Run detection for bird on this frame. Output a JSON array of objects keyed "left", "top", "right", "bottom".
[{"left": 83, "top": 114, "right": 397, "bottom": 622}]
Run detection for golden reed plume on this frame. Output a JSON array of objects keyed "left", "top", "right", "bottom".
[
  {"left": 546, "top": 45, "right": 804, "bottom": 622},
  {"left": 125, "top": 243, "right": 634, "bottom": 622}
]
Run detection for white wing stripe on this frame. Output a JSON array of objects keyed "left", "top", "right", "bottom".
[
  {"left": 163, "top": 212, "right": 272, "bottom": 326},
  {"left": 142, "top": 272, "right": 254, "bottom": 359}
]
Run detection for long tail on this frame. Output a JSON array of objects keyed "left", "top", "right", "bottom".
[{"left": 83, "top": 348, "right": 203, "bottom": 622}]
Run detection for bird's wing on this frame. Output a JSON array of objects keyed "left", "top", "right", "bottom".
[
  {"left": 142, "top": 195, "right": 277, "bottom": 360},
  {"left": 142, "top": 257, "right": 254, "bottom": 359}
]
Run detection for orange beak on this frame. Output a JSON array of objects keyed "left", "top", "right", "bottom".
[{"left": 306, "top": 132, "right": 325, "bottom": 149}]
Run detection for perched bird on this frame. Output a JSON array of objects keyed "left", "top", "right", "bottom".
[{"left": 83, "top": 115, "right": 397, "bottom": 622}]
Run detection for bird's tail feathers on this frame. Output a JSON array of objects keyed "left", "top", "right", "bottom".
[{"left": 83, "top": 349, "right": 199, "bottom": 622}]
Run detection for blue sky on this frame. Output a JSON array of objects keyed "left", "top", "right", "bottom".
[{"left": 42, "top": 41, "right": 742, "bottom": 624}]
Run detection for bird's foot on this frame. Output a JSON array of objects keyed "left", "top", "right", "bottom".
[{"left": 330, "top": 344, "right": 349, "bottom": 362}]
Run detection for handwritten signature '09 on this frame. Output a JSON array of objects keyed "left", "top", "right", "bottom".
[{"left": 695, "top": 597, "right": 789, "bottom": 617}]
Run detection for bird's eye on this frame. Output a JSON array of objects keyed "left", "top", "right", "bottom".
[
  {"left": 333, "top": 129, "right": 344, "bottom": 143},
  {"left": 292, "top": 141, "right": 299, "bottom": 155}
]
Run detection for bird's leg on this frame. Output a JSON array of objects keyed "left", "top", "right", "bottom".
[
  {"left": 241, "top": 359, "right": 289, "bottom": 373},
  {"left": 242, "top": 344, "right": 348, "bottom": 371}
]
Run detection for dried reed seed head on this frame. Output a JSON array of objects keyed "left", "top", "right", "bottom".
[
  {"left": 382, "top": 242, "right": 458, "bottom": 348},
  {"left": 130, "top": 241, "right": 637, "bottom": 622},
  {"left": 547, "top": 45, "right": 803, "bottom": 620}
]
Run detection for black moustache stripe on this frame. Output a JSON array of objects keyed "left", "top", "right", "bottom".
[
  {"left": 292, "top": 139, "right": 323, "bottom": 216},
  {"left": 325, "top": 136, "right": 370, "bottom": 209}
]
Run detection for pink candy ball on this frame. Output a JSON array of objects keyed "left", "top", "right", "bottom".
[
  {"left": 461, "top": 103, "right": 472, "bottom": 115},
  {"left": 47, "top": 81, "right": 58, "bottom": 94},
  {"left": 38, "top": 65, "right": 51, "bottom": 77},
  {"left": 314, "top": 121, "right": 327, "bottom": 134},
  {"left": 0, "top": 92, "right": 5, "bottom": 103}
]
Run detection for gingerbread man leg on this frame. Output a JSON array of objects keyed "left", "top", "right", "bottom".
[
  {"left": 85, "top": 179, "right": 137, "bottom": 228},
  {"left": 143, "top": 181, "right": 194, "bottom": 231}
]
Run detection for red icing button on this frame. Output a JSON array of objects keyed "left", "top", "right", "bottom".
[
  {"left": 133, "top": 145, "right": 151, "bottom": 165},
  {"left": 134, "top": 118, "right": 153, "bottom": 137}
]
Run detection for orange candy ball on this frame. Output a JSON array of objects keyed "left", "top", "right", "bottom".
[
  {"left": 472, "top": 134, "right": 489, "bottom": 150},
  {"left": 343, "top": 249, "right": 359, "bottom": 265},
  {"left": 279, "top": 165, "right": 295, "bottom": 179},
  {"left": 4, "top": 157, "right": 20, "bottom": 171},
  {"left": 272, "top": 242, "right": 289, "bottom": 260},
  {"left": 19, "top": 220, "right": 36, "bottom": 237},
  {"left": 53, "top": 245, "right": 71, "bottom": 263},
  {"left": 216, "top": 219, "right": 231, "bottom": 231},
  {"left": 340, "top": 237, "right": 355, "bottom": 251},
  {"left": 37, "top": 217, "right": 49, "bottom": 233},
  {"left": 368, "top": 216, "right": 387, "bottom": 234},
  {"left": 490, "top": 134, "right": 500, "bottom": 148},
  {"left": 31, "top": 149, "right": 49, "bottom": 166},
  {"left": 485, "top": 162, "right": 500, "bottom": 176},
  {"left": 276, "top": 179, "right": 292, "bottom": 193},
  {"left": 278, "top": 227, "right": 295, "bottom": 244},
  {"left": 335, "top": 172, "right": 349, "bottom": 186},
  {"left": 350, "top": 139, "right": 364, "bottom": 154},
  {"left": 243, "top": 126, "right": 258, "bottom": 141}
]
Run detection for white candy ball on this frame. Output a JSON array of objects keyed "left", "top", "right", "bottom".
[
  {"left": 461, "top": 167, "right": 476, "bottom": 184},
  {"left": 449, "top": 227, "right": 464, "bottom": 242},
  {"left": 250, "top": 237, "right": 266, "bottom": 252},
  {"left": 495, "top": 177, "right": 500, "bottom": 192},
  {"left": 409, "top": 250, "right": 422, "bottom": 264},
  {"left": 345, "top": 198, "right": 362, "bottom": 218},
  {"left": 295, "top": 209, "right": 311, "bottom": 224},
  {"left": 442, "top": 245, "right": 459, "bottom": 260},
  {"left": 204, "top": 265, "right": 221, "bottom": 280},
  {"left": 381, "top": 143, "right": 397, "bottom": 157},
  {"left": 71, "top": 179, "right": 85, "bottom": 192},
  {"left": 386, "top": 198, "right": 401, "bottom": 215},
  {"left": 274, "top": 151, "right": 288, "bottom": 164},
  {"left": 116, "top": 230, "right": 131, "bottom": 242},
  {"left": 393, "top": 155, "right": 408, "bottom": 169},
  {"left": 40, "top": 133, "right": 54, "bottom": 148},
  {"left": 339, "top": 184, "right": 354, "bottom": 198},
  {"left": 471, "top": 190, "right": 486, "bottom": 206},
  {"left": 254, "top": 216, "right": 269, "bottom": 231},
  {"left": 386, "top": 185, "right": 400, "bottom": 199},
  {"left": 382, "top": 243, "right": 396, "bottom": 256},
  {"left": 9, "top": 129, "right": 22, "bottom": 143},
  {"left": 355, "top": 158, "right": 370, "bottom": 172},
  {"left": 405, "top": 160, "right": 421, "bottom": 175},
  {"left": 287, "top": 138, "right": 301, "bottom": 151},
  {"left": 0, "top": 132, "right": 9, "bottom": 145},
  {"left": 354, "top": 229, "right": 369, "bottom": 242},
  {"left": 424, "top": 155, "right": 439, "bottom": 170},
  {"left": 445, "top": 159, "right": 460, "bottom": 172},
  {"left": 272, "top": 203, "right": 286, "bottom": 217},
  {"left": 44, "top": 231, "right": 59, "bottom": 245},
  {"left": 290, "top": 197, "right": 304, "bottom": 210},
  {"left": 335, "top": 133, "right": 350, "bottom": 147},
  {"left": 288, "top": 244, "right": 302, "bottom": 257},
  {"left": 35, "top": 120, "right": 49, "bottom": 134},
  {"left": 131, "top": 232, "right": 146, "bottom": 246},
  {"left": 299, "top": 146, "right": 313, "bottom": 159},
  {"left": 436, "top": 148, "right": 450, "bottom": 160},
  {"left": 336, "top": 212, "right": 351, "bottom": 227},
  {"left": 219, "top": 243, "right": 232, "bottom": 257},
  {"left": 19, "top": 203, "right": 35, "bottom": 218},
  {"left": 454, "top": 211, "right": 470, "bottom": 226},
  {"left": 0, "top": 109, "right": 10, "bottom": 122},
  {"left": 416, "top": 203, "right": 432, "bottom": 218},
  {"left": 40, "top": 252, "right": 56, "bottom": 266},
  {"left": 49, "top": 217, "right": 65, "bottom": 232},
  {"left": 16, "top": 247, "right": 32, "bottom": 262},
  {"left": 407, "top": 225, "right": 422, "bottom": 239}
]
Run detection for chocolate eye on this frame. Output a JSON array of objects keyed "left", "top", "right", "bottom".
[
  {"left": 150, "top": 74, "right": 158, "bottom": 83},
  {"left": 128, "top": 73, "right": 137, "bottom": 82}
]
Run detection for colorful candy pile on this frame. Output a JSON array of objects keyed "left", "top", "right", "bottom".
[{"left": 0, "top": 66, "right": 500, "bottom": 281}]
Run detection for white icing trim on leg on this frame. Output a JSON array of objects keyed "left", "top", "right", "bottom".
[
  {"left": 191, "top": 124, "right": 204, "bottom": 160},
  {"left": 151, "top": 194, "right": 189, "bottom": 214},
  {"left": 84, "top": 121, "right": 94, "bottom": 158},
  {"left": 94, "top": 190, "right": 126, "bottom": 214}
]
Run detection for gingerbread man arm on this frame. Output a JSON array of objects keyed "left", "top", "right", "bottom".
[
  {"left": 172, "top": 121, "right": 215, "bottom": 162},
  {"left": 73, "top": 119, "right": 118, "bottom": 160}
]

======

▸ Your goal
The answer should consist only of the lines from the line containing "Run detection for colorful" through the final line of the listing above, reproduced exactly.

▸ Answer section
Run detection for colorful candy pile on this frame. Output a JSON array of objects keyed "left", "top", "right", "bottom".
[{"left": 0, "top": 66, "right": 500, "bottom": 281}]
Run detection for white icing trim on leg on this frame. Output a JSON array of objects keyed "left", "top", "right", "bottom".
[
  {"left": 191, "top": 124, "right": 204, "bottom": 160},
  {"left": 151, "top": 194, "right": 189, "bottom": 214},
  {"left": 84, "top": 121, "right": 94, "bottom": 158},
  {"left": 94, "top": 190, "right": 126, "bottom": 214}
]
Run detection for gingerbread man arm on this frame. Output a JSON array of objects keyed "left", "top", "right", "bottom".
[
  {"left": 172, "top": 121, "right": 215, "bottom": 162},
  {"left": 73, "top": 119, "right": 118, "bottom": 160}
]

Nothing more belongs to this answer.